#### DATA LINES

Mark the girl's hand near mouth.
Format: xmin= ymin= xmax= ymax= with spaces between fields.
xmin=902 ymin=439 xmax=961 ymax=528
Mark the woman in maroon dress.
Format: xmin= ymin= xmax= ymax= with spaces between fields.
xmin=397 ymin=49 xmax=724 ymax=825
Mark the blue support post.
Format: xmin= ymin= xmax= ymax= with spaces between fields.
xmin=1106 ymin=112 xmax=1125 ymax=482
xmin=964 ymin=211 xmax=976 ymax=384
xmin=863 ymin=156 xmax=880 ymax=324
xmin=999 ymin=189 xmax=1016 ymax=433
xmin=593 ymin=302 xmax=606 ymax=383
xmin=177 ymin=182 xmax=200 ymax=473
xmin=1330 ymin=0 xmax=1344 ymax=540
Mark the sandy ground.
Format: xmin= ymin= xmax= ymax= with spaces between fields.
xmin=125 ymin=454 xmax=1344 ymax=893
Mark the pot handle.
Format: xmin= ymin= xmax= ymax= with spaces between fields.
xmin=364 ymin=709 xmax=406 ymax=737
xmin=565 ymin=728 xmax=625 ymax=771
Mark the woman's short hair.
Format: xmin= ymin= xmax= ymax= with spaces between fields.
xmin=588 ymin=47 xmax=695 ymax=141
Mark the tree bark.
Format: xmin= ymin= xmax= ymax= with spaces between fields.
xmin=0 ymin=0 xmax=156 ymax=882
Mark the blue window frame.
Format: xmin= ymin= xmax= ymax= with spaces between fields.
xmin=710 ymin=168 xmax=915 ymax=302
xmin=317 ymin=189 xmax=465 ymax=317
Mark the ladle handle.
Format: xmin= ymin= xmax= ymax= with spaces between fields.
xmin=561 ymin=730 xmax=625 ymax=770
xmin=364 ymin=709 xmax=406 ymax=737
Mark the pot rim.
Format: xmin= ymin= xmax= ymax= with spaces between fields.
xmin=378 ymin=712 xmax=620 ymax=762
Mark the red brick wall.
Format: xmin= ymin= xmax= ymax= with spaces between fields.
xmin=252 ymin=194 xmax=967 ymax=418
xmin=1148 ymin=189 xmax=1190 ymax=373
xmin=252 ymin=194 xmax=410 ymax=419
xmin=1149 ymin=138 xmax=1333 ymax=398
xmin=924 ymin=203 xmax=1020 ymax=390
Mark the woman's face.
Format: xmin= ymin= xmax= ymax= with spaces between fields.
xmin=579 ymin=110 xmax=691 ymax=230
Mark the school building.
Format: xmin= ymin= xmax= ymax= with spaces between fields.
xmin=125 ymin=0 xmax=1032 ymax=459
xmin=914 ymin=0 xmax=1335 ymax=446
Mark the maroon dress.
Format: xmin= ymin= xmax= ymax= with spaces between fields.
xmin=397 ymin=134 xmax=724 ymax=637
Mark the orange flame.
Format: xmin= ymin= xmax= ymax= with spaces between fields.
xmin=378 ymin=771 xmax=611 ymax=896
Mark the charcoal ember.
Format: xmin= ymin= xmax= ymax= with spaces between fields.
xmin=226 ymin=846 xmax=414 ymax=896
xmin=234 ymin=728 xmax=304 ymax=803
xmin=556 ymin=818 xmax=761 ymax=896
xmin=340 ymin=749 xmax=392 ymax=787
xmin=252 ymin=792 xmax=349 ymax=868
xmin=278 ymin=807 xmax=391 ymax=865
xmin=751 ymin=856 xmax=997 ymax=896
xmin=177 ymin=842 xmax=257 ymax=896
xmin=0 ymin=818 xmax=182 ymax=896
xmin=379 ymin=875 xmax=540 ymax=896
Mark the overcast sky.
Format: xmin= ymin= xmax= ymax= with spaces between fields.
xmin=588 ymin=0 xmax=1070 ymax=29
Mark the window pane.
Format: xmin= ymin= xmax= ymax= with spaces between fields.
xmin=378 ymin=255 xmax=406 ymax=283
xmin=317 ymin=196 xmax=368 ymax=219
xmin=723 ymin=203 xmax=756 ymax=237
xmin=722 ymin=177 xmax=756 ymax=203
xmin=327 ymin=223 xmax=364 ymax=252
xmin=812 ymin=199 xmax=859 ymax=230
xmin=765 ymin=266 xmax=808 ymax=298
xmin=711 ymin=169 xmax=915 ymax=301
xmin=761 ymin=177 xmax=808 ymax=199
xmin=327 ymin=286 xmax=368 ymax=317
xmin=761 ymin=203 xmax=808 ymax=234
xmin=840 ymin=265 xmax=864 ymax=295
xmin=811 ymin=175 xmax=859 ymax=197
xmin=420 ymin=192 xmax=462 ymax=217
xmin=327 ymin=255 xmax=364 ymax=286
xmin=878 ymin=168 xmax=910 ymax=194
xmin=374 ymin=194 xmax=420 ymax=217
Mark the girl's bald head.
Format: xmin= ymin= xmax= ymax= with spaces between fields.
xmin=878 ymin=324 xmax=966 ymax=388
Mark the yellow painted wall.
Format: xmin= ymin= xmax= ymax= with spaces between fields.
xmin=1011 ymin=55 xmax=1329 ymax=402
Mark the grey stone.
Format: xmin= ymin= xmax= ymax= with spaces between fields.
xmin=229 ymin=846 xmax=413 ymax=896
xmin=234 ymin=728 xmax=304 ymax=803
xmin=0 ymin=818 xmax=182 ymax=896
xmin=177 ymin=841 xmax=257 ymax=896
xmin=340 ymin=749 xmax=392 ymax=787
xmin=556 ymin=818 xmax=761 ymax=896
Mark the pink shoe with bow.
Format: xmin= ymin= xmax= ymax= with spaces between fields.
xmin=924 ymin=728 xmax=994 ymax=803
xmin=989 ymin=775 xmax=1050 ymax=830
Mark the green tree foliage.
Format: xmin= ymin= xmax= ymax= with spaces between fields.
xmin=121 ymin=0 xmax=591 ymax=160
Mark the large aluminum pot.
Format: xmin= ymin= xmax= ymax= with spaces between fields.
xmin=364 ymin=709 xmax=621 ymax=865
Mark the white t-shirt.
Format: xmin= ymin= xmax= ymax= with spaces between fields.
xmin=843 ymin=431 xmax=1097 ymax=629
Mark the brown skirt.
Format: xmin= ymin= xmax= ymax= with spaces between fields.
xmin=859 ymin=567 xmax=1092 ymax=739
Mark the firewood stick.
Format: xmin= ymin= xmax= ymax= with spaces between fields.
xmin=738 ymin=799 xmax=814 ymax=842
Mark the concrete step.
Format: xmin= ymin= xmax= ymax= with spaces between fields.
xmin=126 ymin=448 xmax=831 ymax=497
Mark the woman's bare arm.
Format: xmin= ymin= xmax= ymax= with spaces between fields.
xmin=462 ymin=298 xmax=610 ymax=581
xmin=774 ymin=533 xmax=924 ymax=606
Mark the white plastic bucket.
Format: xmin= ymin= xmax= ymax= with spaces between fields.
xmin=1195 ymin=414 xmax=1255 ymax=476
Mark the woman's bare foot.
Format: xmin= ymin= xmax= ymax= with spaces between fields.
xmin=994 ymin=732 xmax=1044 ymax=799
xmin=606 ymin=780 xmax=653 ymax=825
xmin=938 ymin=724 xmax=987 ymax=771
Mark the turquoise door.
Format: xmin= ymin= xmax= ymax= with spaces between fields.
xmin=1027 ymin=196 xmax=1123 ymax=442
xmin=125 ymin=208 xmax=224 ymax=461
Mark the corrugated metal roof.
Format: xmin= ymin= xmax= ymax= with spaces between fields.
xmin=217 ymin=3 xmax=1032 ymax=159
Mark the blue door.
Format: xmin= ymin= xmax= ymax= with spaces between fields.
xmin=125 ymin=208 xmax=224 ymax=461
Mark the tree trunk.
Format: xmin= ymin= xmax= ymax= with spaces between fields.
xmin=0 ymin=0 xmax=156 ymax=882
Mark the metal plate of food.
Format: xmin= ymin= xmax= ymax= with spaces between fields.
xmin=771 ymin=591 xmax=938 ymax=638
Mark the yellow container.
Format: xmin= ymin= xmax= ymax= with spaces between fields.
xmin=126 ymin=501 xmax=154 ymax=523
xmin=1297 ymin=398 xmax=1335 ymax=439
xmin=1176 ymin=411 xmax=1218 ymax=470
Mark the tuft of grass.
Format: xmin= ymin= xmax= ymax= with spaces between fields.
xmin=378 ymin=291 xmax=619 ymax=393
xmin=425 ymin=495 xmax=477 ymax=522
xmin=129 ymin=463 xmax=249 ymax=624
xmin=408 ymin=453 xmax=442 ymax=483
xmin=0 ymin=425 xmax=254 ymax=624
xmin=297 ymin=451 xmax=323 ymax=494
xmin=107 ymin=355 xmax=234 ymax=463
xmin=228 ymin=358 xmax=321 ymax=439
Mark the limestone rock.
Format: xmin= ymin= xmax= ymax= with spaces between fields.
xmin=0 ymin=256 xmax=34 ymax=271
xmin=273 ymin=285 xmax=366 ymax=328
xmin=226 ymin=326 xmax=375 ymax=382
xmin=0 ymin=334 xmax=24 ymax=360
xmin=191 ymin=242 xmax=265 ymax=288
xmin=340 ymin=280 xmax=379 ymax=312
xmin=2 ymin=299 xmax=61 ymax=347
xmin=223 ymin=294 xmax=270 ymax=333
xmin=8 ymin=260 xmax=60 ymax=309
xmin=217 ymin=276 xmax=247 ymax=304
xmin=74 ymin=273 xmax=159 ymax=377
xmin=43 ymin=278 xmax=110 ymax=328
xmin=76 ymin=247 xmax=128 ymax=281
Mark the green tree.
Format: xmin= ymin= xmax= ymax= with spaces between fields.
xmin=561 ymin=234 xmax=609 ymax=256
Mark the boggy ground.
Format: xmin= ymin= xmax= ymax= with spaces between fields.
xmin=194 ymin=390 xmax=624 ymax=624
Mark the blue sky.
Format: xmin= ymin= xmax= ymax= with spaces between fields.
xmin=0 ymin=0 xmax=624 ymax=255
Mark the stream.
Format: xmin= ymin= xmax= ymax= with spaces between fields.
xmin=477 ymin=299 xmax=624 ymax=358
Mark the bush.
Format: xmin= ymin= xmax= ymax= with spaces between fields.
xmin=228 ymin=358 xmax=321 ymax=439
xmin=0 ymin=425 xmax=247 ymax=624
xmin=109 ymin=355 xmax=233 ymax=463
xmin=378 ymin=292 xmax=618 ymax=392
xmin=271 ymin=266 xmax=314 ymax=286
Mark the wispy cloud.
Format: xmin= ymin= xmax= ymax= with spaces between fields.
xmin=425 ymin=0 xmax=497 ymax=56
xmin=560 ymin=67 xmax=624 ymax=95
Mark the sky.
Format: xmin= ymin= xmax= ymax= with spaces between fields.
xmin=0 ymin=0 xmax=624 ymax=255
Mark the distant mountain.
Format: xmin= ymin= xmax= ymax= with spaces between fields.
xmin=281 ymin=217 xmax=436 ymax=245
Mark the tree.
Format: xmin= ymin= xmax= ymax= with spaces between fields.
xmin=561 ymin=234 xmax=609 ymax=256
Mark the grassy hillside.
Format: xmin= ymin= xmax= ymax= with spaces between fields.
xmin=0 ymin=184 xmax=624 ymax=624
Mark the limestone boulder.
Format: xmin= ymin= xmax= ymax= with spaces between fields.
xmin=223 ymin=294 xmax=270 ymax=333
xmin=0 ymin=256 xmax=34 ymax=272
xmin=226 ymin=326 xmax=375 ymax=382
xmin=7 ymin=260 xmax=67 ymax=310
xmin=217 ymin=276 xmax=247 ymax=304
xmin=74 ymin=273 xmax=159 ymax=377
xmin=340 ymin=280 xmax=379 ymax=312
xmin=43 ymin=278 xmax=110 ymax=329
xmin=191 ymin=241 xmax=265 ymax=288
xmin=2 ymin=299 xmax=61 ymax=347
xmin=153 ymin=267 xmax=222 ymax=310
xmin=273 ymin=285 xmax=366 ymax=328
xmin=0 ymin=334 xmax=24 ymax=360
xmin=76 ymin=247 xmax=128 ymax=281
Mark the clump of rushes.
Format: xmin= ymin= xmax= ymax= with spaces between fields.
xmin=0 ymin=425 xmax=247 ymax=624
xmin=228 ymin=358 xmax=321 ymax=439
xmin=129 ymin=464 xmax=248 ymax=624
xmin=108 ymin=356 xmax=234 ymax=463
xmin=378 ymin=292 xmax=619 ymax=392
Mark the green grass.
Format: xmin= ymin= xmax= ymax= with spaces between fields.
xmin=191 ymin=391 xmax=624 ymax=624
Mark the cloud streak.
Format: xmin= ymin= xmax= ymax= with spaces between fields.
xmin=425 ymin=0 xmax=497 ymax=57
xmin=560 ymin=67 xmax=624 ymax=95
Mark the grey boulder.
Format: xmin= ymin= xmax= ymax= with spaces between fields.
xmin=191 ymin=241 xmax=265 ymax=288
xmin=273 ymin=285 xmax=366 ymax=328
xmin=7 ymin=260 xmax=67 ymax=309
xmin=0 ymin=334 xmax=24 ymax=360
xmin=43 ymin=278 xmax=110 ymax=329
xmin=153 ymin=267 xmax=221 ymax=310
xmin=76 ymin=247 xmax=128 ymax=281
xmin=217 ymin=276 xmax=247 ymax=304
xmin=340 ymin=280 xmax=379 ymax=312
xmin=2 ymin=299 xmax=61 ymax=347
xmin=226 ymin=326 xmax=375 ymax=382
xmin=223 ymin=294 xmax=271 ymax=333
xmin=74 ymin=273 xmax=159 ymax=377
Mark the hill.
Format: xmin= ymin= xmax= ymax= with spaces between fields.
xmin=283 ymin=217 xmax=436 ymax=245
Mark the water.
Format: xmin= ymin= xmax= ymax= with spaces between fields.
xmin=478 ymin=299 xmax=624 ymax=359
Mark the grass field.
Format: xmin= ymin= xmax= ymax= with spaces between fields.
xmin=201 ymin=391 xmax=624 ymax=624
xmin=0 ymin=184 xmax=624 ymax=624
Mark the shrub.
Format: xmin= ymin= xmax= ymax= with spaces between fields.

########

● REQUIREMENTS: Duplicate the entries above, from the line with "Mark the bush." up to and including the line with "xmin=271 ymin=266 xmax=314 ymax=286".

● FINAL ANSWER:
Mark the bush.
Format: xmin= ymin= xmax= ymax= with spaces between fields.
xmin=228 ymin=358 xmax=321 ymax=439
xmin=0 ymin=425 xmax=247 ymax=624
xmin=109 ymin=355 xmax=233 ymax=463
xmin=378 ymin=292 xmax=618 ymax=392
xmin=271 ymin=266 xmax=314 ymax=286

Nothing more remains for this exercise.